• _What to work on_
Would you transcribe the line that holds "dark blue sky.", plus every line beneath it through the end of the data, exactly and with nothing added?

Region pointing data
------------------------

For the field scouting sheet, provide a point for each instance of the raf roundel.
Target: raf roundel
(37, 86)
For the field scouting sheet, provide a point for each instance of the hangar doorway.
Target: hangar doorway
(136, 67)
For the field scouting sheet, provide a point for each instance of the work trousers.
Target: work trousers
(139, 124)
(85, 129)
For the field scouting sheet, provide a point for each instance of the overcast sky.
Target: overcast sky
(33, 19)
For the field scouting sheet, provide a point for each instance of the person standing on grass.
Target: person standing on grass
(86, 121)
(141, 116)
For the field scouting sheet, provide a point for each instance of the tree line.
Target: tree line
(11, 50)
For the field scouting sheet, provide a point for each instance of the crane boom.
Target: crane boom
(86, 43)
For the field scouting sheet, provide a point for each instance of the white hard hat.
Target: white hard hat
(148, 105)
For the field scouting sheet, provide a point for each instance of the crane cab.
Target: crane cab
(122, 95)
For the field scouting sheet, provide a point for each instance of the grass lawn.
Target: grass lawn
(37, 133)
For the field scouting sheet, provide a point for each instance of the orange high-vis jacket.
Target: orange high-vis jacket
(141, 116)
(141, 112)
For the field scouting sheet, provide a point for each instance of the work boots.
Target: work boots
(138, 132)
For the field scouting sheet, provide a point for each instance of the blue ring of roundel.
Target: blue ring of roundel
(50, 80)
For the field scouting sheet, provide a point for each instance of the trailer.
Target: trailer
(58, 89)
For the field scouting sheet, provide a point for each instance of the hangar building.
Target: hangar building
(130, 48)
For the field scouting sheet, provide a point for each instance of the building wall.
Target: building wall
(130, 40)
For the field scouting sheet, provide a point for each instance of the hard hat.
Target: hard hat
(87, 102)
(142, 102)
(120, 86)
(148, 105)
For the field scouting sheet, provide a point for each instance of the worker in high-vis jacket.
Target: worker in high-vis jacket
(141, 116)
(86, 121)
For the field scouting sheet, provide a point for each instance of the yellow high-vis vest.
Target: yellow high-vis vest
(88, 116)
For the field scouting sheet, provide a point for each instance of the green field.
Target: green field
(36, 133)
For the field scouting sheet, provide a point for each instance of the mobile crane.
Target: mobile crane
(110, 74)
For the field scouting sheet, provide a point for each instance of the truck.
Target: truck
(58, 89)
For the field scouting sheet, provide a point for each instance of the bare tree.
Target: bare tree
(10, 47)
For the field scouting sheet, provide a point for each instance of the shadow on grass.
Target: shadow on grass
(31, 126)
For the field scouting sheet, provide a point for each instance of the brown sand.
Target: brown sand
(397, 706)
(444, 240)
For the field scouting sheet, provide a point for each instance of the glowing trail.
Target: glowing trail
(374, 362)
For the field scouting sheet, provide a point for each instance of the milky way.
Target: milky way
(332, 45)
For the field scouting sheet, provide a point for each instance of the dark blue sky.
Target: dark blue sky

------------------------

• _Written reply_
For the field scouting sheet, provide a point for each instance of the dark blue sky.
Target: dark blue sky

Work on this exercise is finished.